→ Request:
Select every line of the records that contains the word "brown", treating case as significant, and copy each such line.

→ Supplied records:
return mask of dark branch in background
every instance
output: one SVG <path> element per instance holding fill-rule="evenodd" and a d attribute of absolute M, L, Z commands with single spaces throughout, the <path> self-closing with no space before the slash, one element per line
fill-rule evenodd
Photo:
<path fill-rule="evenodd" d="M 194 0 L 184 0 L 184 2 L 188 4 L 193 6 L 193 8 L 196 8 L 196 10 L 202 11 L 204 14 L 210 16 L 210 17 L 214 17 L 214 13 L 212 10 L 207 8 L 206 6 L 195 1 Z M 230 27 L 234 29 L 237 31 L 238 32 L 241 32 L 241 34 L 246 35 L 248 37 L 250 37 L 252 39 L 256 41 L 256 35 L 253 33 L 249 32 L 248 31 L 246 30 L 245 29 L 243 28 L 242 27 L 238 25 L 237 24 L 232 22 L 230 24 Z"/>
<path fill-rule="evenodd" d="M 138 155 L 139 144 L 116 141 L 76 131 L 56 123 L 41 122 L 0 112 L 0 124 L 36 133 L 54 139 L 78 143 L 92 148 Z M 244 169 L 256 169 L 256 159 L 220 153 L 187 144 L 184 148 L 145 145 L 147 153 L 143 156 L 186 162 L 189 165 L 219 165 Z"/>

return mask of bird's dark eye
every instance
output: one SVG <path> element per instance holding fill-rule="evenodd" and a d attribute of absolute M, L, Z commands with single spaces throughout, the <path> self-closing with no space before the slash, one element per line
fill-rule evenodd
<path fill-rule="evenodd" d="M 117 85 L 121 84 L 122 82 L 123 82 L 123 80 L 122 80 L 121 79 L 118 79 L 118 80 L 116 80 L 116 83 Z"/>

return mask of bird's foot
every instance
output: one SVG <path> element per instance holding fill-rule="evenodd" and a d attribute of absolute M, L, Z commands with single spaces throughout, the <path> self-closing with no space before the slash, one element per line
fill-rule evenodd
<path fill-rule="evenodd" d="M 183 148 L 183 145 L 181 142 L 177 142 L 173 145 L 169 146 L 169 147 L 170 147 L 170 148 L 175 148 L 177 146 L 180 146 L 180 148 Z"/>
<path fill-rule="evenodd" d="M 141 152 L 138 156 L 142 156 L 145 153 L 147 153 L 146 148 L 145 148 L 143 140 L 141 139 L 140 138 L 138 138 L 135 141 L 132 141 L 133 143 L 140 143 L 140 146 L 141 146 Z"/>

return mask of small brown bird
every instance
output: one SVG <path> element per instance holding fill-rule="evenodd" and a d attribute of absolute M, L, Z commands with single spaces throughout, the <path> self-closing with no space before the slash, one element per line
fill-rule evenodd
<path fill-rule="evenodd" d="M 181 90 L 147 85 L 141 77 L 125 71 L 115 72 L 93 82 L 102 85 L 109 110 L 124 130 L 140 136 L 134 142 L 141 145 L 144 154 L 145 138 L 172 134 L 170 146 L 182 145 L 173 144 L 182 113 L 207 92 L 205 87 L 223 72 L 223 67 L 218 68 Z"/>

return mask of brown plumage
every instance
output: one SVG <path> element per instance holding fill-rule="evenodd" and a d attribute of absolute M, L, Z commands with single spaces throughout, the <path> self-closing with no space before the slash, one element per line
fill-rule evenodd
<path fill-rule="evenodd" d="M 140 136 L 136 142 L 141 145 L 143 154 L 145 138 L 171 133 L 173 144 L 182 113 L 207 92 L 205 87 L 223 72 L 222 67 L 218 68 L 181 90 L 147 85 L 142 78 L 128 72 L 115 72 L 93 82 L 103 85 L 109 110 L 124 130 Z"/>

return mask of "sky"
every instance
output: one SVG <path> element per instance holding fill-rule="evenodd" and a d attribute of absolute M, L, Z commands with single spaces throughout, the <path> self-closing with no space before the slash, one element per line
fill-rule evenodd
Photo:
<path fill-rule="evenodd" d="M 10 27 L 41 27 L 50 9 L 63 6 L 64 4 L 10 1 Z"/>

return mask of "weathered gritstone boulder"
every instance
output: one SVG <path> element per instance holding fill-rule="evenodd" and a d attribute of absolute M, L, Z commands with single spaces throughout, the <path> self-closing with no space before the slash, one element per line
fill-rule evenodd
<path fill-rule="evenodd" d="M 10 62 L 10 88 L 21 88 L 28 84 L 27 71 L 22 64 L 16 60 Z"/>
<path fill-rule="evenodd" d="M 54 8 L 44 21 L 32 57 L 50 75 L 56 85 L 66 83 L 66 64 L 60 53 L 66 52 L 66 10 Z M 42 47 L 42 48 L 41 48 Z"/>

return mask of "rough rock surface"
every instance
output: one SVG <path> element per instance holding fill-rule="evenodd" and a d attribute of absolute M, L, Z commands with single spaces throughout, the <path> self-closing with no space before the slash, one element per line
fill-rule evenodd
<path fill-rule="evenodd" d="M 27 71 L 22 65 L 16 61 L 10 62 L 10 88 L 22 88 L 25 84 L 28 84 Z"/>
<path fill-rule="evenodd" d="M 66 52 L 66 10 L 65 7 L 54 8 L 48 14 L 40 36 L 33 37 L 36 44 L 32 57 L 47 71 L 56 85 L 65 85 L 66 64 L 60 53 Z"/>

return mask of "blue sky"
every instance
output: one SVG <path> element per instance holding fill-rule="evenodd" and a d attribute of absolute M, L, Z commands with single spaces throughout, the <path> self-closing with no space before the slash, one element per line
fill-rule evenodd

→ Response:
return mask of small brown bird
return mask of brown plumage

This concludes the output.